**SET PROBLEM**. Please print the full listing exactly.

***** ITEMS *****

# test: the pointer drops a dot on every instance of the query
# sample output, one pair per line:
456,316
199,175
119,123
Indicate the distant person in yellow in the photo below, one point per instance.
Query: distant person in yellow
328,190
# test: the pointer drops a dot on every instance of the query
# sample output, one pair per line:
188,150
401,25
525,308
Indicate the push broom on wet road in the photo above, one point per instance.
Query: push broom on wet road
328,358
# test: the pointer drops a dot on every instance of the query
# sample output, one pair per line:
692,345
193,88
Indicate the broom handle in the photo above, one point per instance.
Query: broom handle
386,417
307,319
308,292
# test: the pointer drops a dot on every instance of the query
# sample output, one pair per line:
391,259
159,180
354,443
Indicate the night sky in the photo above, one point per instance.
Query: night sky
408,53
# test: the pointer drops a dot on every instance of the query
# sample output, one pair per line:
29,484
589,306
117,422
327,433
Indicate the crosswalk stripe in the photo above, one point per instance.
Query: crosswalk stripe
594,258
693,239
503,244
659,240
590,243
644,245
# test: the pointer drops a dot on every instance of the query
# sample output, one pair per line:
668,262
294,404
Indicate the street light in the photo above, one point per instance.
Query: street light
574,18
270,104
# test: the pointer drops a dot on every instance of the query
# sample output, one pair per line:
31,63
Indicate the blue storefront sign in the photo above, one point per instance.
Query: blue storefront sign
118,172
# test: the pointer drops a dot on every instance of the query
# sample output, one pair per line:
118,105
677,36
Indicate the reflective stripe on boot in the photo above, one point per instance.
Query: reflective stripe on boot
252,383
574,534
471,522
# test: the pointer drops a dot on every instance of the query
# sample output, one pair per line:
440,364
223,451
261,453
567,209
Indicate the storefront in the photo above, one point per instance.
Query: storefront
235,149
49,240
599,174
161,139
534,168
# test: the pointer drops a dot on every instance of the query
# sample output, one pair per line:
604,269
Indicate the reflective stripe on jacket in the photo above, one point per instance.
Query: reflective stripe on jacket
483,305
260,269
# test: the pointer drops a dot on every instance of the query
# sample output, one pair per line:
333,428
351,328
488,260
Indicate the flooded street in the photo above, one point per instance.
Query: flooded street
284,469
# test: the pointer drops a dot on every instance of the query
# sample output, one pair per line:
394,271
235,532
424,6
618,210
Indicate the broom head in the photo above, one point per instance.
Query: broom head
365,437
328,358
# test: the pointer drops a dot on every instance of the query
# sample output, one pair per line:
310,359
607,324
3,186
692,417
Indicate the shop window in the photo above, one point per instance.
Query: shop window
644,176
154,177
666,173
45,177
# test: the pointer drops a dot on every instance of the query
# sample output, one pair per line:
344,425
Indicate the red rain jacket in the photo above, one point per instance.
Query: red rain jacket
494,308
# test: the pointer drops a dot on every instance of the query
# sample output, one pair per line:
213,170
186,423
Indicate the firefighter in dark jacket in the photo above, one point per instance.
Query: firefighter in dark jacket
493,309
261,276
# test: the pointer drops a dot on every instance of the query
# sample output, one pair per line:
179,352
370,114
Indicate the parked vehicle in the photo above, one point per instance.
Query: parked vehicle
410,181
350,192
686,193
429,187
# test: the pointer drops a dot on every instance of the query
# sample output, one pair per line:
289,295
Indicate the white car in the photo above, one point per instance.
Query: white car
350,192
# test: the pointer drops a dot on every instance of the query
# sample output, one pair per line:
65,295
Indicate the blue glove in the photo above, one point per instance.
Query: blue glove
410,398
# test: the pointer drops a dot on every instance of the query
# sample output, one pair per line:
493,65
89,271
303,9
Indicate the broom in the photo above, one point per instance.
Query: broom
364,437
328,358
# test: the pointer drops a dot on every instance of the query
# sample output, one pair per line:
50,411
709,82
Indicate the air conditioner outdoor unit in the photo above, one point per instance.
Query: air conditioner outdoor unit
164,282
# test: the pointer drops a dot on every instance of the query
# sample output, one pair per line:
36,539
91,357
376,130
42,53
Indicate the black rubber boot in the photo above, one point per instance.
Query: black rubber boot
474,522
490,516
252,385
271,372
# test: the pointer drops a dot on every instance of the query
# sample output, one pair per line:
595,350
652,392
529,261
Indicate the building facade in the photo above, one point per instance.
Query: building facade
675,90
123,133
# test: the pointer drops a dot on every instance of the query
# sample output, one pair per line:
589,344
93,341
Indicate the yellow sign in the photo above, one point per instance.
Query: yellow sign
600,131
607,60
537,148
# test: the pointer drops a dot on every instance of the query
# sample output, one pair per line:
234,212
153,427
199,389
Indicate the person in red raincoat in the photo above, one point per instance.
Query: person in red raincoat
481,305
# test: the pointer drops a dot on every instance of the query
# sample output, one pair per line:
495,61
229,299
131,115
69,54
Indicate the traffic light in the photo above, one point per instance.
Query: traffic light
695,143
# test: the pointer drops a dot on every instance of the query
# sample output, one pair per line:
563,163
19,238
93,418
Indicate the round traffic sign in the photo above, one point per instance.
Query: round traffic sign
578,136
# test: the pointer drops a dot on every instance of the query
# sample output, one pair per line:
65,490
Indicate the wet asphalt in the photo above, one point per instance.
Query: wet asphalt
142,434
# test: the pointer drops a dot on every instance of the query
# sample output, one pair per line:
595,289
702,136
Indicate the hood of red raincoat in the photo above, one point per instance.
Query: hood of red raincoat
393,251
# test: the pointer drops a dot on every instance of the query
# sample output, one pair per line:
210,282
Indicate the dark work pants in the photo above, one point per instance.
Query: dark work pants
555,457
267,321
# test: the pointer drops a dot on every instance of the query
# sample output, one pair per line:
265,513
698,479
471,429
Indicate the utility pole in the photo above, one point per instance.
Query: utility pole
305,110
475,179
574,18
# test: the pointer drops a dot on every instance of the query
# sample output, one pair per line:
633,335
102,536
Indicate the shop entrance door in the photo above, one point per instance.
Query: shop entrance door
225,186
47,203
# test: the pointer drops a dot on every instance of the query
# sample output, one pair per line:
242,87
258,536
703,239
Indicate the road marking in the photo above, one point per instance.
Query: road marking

*****

**EXERCISE ANSWER**.
# test: the pointer drops a dot on every instance of the query
# sample output, one pair per line:
456,316
199,175
119,123
Indicate the distant person in yellow in the photo below, one point per instance.
Query: distant person in yellow
328,190
# test: the pointer drops a dot on every instance of the query
# sample output, one pair per line:
188,150
401,25
525,308
Indicate the push broom on wet road in the photo above, one point per instance.
Query: push broom on wet road
328,358
# test: the pointer drops a dot on every instance of the query
# sample output, one pair per line:
692,345
193,88
Indicate the broom handle in the photo above, one point per instance.
Query: broom handle
386,417
307,319
308,292
# test: the pointer drops a dot on every instance of the query
# sample output, one pair per line:
391,259
159,180
354,443
Indicate the night sky in the photo above, one point per instance.
Query: night sky
408,53
# test: the pointer drops a dot on every instance of the query
# sample output, one pair per line:
29,484
589,306
117,422
327,433
Indicate the crosswalk stripe in the photo above, one point per instance.
Query: crosswalk stripe
594,258
693,239
503,244
659,240
590,243
644,245
# test: the pointer drops a dot on every instance of the query
# sample output, one pair per line:
668,262
294,404
Indicate the street light in the photo above, one point per instance.
Query: street light
574,18
270,104
# test: the pointer drops a dot on every instance of the query
# sample output, one pair per line:
31,63
Indicate the blue storefront sign in the photo above, one point per instance.
Query: blue storefront sign
118,172
# test: the pointer drops a dot on every instance of the query
# sample output, one pair per line:
118,105
677,36
Indicate the reflective stripe on boot in the photo above, one point per instance.
Query: reflective stripe on boot
252,383
574,534
471,522
# test: the pointer drops a dot on every instance of the query
# sample output, one pair per line:
440,364
223,451
261,453
567,209
Indicate the storefront in the photo above, one point per instance.
Query: storefront
235,149
49,240
599,174
161,139
534,168
# test: the pointer drops a dot on every instance of the query
# sample output, one pair per line:
604,269
Indicate the reflective stripe on jacket in the photo above, one point per instance.
Query: reflective stripe on jacket
483,305
260,269
# test: the pointer drops a dot on every instance of the query
# sample output, one pair per line:
333,428
351,328
488,260
Indicate the flooded street in the photo above, one point per instance.
Query: flooded street
284,469
# test: the pointer drops a dot on every instance of the query
# sample output, one pair per line:
394,271
235,532
424,6
618,210
Indicate the broom head in the photo above, one point per instance.
Query: broom head
365,437
328,358
# test: the pointer drops a dot on every instance of the query
# sample output, one pair per line:
310,359
607,324
3,186
692,417
Indicate the shop window in the photo above, one point per instance.
Query: shop window
644,176
154,177
666,173
45,177
# test: the pointer drops a dot on every instance of the query
# sample output, one pair per line:
344,425
Indicate the red rain jacket in the photo above, one point per instance.
Query: red rain jacket
494,308
# test: the pointer drops a dot on every instance of the query
# sample output, one pair per line:
213,170
186,423
Indicate the firefighter in dark jacket in the photo above, one point per instance.
Query: firefighter in dark jacket
493,309
261,276
# test: the pointer drops a dot on every instance of the query
# sample output, one pair per line:
179,352
370,114
Indicate the parked vehicle in the photo above, one point per instance.
Query: parked vehicle
410,181
350,192
686,193
429,187
# test: the pointer drops a dot on every instance of the query
# sample output, one pair per line:
289,295
Indicate the white car in the photo above, one point per instance.
Query: white car
350,192
# test: the pointer drops a dot on every instance of the query
# sample output, one pair per line:
65,295
Indicate the blue glove in the photo above, one point per instance.
Query: blue glove
410,398
# test: the pointer drops a dot on every instance of the query
# sample output, one pair per line:
493,65
89,271
303,9
Indicate the broom in the photo above, one point per instance.
Query: broom
364,437
328,358
# test: the pointer drops a dot on every instance of the query
# sample output, one pair per line:
50,411
709,82
Indicate the air conditioner outdoor unit in the photo above, one point per instance.
Query: air conditioner outdoor unit
164,282
# test: the pointer drops a dot on every instance of the query
# sample output, one pair per line:
36,539
91,357
376,130
42,53
Indicate the black rubber boot in the photo above, one point per instance.
Query: black rubber boot
474,522
490,516
252,385
271,372
# test: the pointer drops a dot on every instance of the query
# sample output, one pair per line:
595,350
652,392
529,261
Indicate the building facade in the photo above, one point per instance.
Query: building facade
675,90
123,133
# test: the pointer drops a dot on every instance of the query
# sample output, one pair per line:
589,344
93,341
Indicate the yellow sign in the photo above, one point per instance.
Query: yellow sign
600,131
607,60
537,148
# test: the pointer drops a dot on every instance of the query
# sample output, one pair per line:
234,212
153,427
199,389
Indicate the person in red raincoat in the photo above, one point per instance.
Query: person in red raincoat
481,305
# test: the pointer drops a dot on every instance of the query
# sample output, one pair per line:
495,61
229,299
131,115
69,54
Indicate the traffic light in the photo above, one point per instance.
Query: traffic light
695,143
# test: the pointer drops a dot on every instance of the query
# sample output, one pair per line:
563,163
19,238
93,418
Indicate the round traffic sign in the photo above, one point per instance.
Query: round traffic sign
578,136
# test: the pointer drops a dot on every instance of the query
# sample output, one pair per line:
65,490
Indicate the wet asphalt in the photo above, one point per instance.
Query: wet asphalt
142,434
# test: the pointer drops a dot on every instance of the query
# sample output, one pair per line:
595,289
702,136
Indicate the hood of red raincoat in the photo above, one point per instance.
Query: hood of red raincoat
393,251
# test: the pointer drops a dot on every instance of the query
# sample output, one pair per line:
210,282
Indicate the dark work pants in the photo above, one point per instance.
Query: dark work pants
555,457
267,321
# test: the pointer drops a dot on every instance of the query
# sample output, one pair per line:
265,513
698,479
471,429
Indicate the utility pole in the photo above, one point per instance.
Query: utility pole
305,110
475,179
574,18
# test: the pointer drops a dot on every instance of the query
# sample output, one pair per line:
633,335
102,536
Indicate the shop entrance door in the photo above, one point per instance.
Query: shop entrance door
225,186
47,203
# test: the pointer drops a dot on every instance of the query
# sample output, one pair per line:
242,87
258,536
703,239
Indicate the road marking in the photo above, one point per instance.
Query: road marking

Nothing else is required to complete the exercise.